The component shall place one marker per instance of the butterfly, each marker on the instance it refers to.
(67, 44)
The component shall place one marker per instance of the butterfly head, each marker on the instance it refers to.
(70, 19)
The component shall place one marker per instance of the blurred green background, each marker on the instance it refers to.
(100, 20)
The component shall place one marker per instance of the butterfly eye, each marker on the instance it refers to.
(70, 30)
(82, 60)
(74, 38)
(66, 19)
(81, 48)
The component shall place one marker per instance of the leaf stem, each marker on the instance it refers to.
________________________________________
=== Problem statement ===
Reproduce every line of the entries above, requests included, offsetting each coordinate in the answer points by +63.

=== The answer ===
The component shall place one marker per instance of the butterfly, each marker on the instance it refers to.
(130, 107)
The component shall place one marker per instance of the butterfly head, each marker on the instance it refers to.
(133, 82)
The component shall place one marker per instance of the blurred green background, each marker on the instance it refers to.
(163, 83)
The component shall place one marker per instance of the butterfly eye, each marker on the instance it refers to.
(133, 93)
(145, 123)
(137, 101)
(129, 82)
(144, 111)
The component shall place one marker per instance of the leaf stem, each marker on the instance it refers to.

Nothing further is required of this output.